• Work instructions: Quote every line as written. Omit pictures.

• Recorded information:
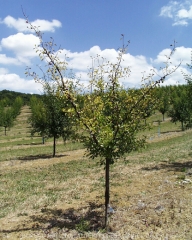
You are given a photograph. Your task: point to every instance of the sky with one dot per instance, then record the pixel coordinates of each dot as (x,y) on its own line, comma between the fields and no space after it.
(87,28)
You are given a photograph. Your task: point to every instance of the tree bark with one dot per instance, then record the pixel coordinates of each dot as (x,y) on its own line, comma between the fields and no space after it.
(54,146)
(107,196)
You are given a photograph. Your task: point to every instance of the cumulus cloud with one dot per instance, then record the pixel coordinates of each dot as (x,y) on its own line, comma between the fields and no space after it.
(179,11)
(139,65)
(14,82)
(22,45)
(181,55)
(21,26)
(8,60)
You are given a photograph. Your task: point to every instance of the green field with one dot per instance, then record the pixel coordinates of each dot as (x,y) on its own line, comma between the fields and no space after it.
(63,197)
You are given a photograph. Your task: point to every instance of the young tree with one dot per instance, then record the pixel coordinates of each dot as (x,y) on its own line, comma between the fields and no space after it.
(6,118)
(110,116)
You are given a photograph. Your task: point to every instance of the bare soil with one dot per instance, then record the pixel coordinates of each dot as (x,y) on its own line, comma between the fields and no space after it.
(156,203)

• Response to this exercise:
You are given a photograph. Your task: point to every instance of the sky with one dot per instance, then record the pixel coordinates of each dot as (x,y) on its own line, comma between the fields and no space after it.
(87,28)
You are given a photograph. Your task: point to every instance of the tree bark with one dot per instance, then record the pixel coordinates of each dot as (x,y) on its own line, comma between the fields and no space after it.
(54,146)
(107,196)
You are given a photograph. Your task: point to every instance of the cumulus cloud with one dot per instance, then record the pixel coordinates of each dot as (x,y) on its own line, comma between the fields and no space after it.
(179,11)
(139,65)
(14,82)
(22,45)
(181,55)
(21,26)
(8,60)
You are given a photograph. Your task: point to every instance of the green field with one dot per instance, then record the pixel coordinates of each dot as (x,y) on its own line, comma between the fields and no space after it.
(63,197)
You are given a photograph. Your task: point to every instance of the young tree with one dot per instance, then record the pixel coordinates of each dot as (x,y) on its own line, comma between the fields and no space after it.
(6,118)
(110,116)
You are given a photograph. Your task: point to every instance of the bare soil with one dot per instance, then record the pixel coordinates of each dot as (x,y) on its own line, comma between the fields and no space after it.
(156,203)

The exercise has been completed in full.